• [WORK INSTRUCTIONS]:
(1) In the process change article, who is quoted about the guy on the loading dock?
(2) Set down the part of the process change article from "Add bookmarkHave you" up to and including "to process change.", word for word.
(3) Resume the process change article after its last sentence, keeping the same voice and topic.

• [GIVEN PASSAGE]:
--- START ---

Process Change – Are You Your Own Worst Enemy?
Add bookmarkHave you ever been frustrated when trying to change a relatively mundane organizational behavior or improve a simple process? At some point have you stepped back and said "it should be easier than this" ? You’re right - it should! Many times an organization is its own worst enemy when it comes to process change.
When I do Lean Six Sigma and Organizational Change training, I tell students that we live in a PhD-level world of complexity, but many of our problems often reside at a grade school level. Are you seeing any of that? Billy doesn’t work and play well with Susie. Bobby won’t talk to John. Passive-aggressive acts, overt aggression, and general dysfunctional behavior ranging on a spectrum from "Leave it to Beaver" to "Jersey Shore". The frustration of simple things we can never seem to get right because we’re focused on 100 things at once. If you’ve ever looked around your workplace and said "Somebody should do a reality show about this place" – that’s a bad sign.
How prevalent is this? I’ve actually had conversations with folks who are so caught up in their own lingo, systems, 3-letter acronyms, methods, etc. that after a 45-min. explanation from them I can sometimes restate what they’ve just said in two sentences of plain, simple English. Driving process change is hard enough on its own in simple environments. The more complex we make the environment, the harder our job becomes.
We have to be able to brush aside the "fog" of corporate-speak and complexity and get down to the fundamental blocking and tackling of process improvement.
It’s getting the simple tasks right every time that enables stability and excellence. It’s that level where we often lack a focus. People worry about the 30,000-ft direction being correct, but forget the ground level details that make it happen. Organizations that can’t even play their scales right are attempting to play Beethoven. Tom Peters once said something akin to "the most important quality person in your company is the guy on the loading dock who decides not to drop the box he’s loading into the truck".

--- END ---

• [DATA]:
--- START ---

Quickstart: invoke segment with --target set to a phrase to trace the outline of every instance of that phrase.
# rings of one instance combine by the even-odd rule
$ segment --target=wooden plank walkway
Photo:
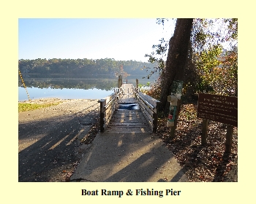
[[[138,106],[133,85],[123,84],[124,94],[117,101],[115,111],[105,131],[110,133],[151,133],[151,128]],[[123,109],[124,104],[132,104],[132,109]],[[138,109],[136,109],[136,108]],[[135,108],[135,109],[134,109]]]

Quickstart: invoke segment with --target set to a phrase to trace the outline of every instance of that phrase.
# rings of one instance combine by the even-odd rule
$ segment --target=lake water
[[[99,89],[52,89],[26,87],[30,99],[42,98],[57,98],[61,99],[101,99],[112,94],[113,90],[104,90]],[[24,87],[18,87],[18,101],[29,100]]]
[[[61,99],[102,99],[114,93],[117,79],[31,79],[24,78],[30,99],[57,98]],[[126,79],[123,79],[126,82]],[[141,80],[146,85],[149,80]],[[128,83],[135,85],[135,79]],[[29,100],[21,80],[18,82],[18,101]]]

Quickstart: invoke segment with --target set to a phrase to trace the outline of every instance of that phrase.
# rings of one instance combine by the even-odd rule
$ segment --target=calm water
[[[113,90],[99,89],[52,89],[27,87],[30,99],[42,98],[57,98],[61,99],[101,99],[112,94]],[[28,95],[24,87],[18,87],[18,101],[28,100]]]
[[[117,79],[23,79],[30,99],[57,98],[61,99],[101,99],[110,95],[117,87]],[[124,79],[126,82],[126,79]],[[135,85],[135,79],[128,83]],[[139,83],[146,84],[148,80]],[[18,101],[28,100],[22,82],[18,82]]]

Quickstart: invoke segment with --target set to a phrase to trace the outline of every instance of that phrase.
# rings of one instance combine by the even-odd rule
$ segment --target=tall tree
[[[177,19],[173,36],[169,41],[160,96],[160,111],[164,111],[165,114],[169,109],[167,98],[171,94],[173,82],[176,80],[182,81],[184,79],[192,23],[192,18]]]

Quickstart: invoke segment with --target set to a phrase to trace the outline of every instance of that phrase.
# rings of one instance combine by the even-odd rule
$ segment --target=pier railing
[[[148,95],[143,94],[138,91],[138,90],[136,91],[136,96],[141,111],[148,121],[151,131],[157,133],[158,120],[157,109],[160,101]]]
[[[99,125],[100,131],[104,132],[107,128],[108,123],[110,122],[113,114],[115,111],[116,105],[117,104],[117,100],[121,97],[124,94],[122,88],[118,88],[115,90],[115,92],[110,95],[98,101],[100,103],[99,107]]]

--- END ---
--- START ---

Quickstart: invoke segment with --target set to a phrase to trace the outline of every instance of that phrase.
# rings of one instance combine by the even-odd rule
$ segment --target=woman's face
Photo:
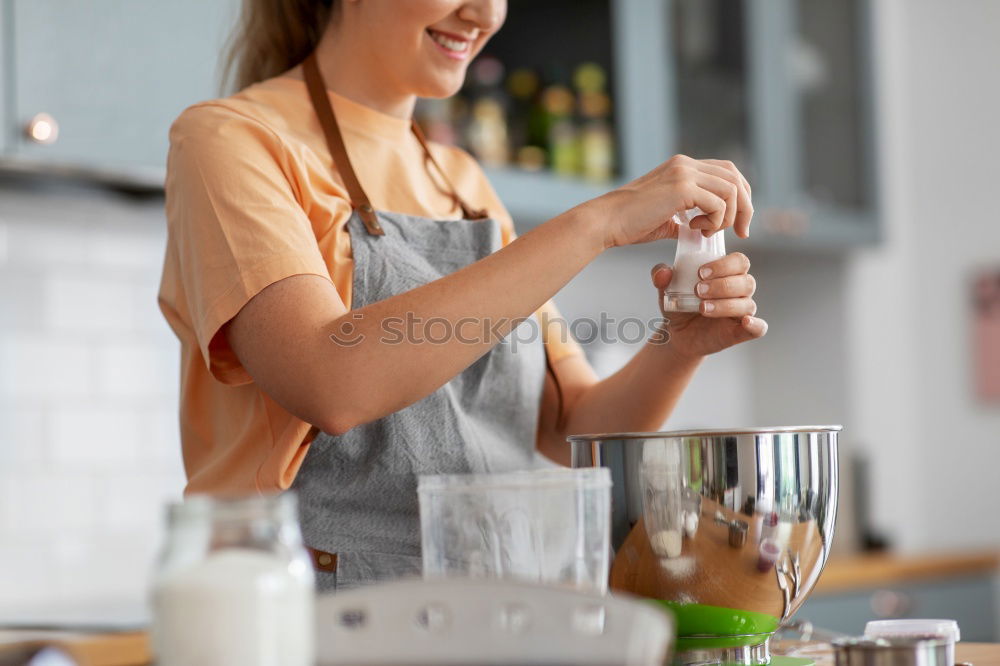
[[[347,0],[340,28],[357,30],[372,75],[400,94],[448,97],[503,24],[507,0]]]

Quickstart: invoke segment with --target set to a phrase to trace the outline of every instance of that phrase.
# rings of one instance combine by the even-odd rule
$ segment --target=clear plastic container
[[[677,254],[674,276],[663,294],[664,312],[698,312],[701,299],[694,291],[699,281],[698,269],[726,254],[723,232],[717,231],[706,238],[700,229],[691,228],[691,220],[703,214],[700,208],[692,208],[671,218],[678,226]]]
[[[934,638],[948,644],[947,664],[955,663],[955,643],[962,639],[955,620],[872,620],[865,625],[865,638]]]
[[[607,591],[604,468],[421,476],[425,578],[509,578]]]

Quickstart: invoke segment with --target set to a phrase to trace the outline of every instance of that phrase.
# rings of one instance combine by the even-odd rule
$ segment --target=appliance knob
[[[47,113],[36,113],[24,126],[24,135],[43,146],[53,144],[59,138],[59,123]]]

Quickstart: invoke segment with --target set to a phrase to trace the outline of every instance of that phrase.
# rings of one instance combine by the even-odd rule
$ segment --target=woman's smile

--- END ---
--- START ---

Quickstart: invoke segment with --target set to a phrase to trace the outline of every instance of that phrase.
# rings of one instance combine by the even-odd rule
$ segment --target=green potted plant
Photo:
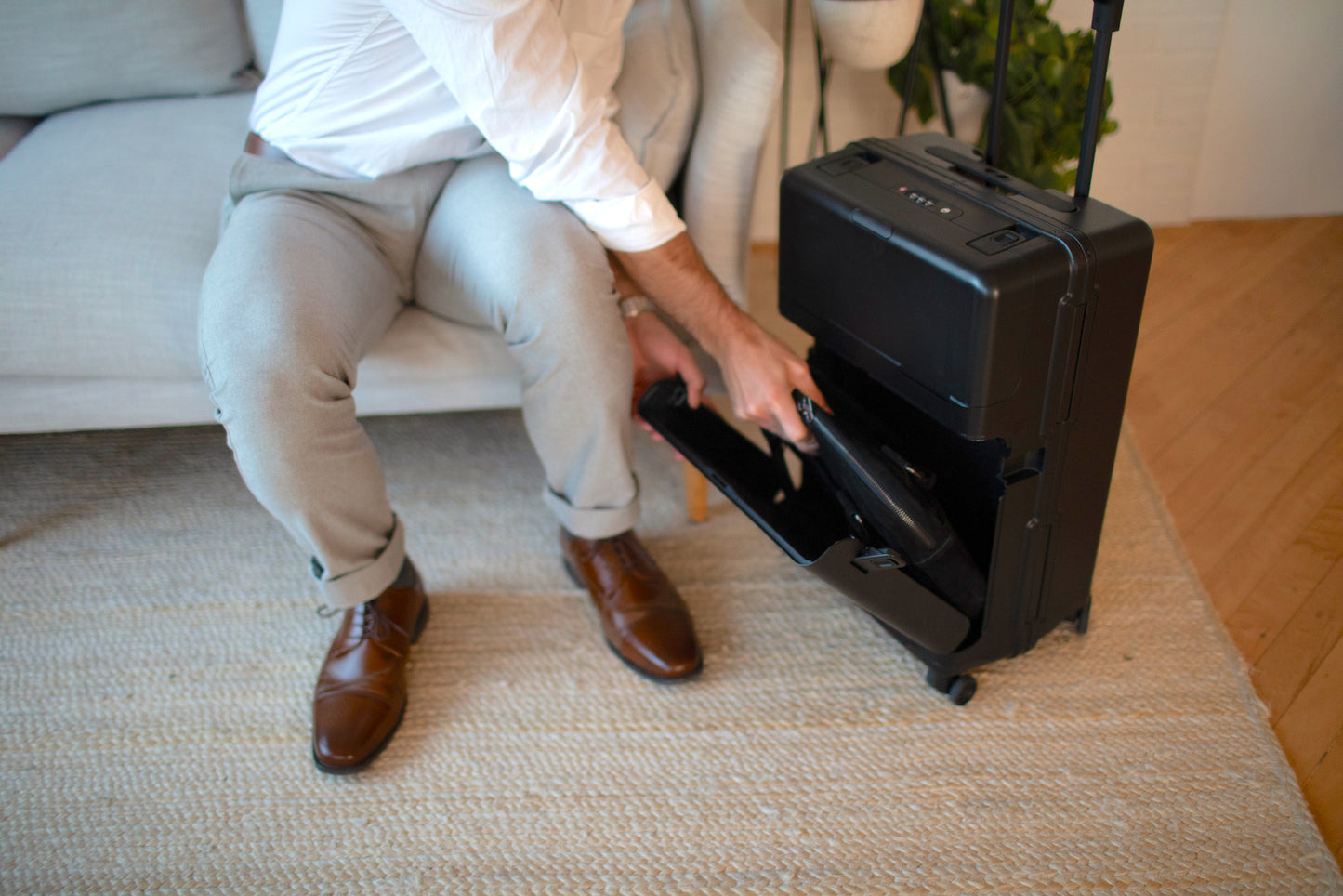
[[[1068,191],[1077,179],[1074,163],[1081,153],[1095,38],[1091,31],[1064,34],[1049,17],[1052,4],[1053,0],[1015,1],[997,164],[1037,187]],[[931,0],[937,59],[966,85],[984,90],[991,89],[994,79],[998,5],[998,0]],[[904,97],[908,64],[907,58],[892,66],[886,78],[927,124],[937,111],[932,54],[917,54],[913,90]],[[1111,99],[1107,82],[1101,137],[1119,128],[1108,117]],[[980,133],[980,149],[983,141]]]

--- END ---

• [RESPONSES TO THE EXERCISE]:
(1) Tom Peters

(2)
Add bookmarkHave you ever been frustrated when trying to change a relatively mundane organizational behavior or improve a simple process? At some point have you stepped back and said "it should be easier than this" ? You’re right - it should! Many times an organization is its own worst enemy when it comes to process change.

(3)
What can we do? Here are a couple tips for clearing out the fog and getting down to the fundamentals:
#1: Focus and drill down
Remember famous physicist Richard Feynman testifying in the Challenger Space Shuttle hearing? Classic case of a grade-school level problem clouded by an enormous amount of PhD-level politics and complexity. Problem – it was too cold to launch (here’s a photo of the launch pad– remember this was Florida) – and the little O-ring wasn’t certified to work in that temperature range.
Sometimes you need to ignore the fog, focus and drill down to the "O-ring level" in order to find a root cause or change a process. Simple techniques like 5-Whys help. I’ve seen multi-million dollar global sales processes with over 100 steps on the process map brought to their knees over a simple issue – the salespeople didn’t enter the data like they should. Why not? There was no governance to make them do it. One simple little box on that process map was blinking red and broken. Often it’s some small binary moment of truth gone wrong. Our job – focus like a honey badger to find it.
#2: Eliminate "corporate speak"
This one sneaks up on us. After a bit we may not even realize that our speech is saturated with corporate buzz-words. Some may justify this as a "common language" that "facilitates a short-hand way of communicating". Granted, in some cases it does, but boy can this go overboard. It can lead to a really bad disease in which one uses 500 words to describe something where 50 words would have sufficed. There’s something to be said for getting your point across succinctly, clearly, and directly. To do otherwise is akin to cranking up the corporate fog machine. Return those calls and emails, communicate often and clearly, check for understanding, train everyone in the organization on proper listening and communication skills.
#3: Process maps – key control points
If a customer is not getting what they need from a process it’s not often that the entire process is broken. Rather it’s one or more mundane tasks in the process that did not go right. Work on the fundamental blocking and tackling of a process – does the process have an owner? Have measureable customer requirements been established? Has the process been mapped with key control points identified? Are measurable specifications for those control points established, monitored, personnel trained, and closed-loop corrective actions taken? A well-running process can be very boring. But it’s that dependably delivering consistent, on-spec output from every small step along the way that leads to reliable output. You may have a PhD-level process, but quality and change happen at the grammer-school level individual tasks.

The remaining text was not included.